**Quoted passage**
# Can't get over scars from high school?



## Anatomica (May 23, 2005)

I can relate as my high school years is still something I'd like to forget. I think my depression was at its worst during those 4 years as I didn't really have any friends, and I just felt hollow and empty around all those other people. I have to keep reminding myself that it was the past and does not affect me in the present time, but it is difficult because it sticks in my memory. I still remember going to my grad night, man that was so awkward because I didn't have any friends right, so I was just standing around feeling lost...don't even know why I even went to it lol. I'm still nervous that one day I'll run into someone from high school.


----------



## RX2000 (Jan 25, 2004)

I am with you guys.... I hated high school.

I live in a small town, and even now I have this fear of going to stores and stuff here, because I dont want to run into or see ANYONE from my freaking high school. 

I think high school is the reason I have SA. It pretty much taught me that if people get to know me they'll hate me, and that I am not worth knowing. I am STILL trying to shake those crappy feelings 5 years later. I'll probably struggle with it for the rest of my life heh.

All I know is that I'm NEVER going to any reunions LOL.


----------



## Babygirly (Dec 2, 2004)

RX2000 said:


> I am with you guys.... I hate high school.
> 
> I live in a small town, and even now I have this fear of going to stores and stuff here, because I dont want to run into or see ANYONE from my freaking high school.


Same for me.. tho I got it far worse in MS, I fear people [from HS] -will- recognise me and remember what a L053R I was. (keep in mind, I'm 24 so it's been awhile since I was in HS..)

I'll drive 20 mins over into the next town just to take my mom to the grocery store.. she wonders why I do that.. it was one I found not many people went to and it was secluded. It was great. but since shut down... I L O A T H E shopping in town.. UGH. If she insists upon going to the grocery store down then road, or the phramacy or whatnot... I'll sittin the ****ing car.

I'm afriad to walk up on people I (or my parents) know and they chit-chat about our life's accoplishments.mine the lack-there-of. Sh1t gets weird fast. I'm also fearful of crap like myspace where I put my real name/location/schools attended and where I'm [not] at now.

Even tho I don't THINK about what events actually happened to me then, it still effects me


----------



## sparkations (Nov 26, 2003)

Yeah, high school was bad for me. I had only one friend, who drifted away from me during my senior year. I didn't really feel like getting to know any of my classmates. I had to sit with this bunch of people during my senior year just so I wouldn't eat alone. How embarassing and intrusive, considering they thought I was just some weird quiet girl. Also, I had a falling out with one of those girls in that group in elementary school.

**Set task a**
Extract the box-labeled dataset listing below line for line, without changing anything, but leave the picture out of your answer.

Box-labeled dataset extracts
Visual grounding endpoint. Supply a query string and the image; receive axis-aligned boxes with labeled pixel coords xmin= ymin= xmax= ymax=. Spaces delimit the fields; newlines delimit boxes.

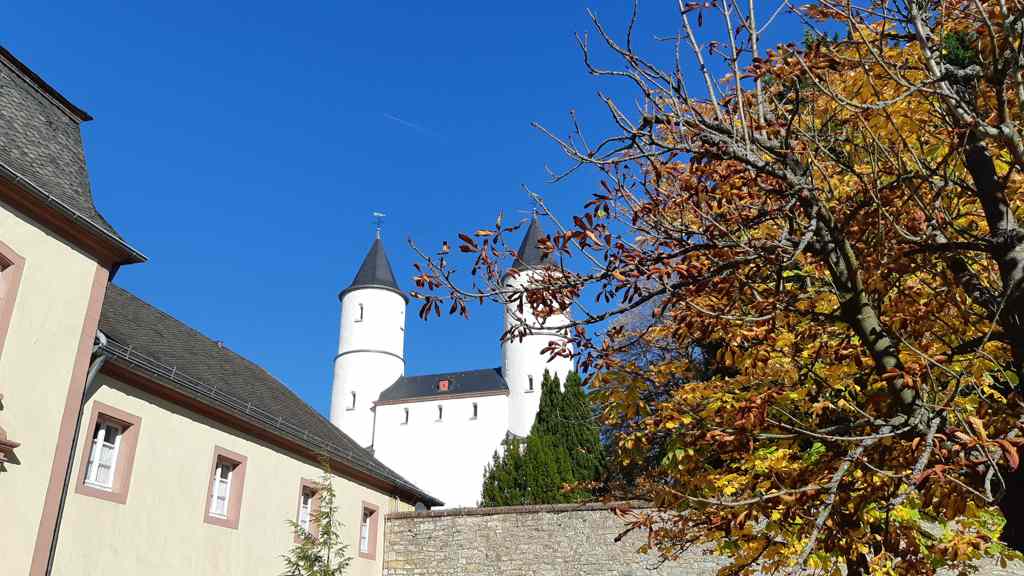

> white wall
xmin=331 ymin=288 xmax=406 ymax=446
xmin=502 ymin=271 xmax=572 ymax=437
xmin=374 ymin=395 xmax=508 ymax=507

**Set task b**
In the forum thread about high school scars, how far does Babygirly drive to take a parent to the grocery store?

**Full answer a**
Visual grounding endpoint. Supply a query string and the image; receive axis-aligned boxes with labeled pixel coords xmin= ymin= xmax= ymax=. Spaces delimit the fields; newlines delimit boxes.


> white wall
xmin=331 ymin=288 xmax=406 ymax=446
xmin=502 ymin=271 xmax=572 ymax=437
xmin=374 ymin=395 xmax=508 ymax=507

**Full answer b**
Twenty minutes, into the next town.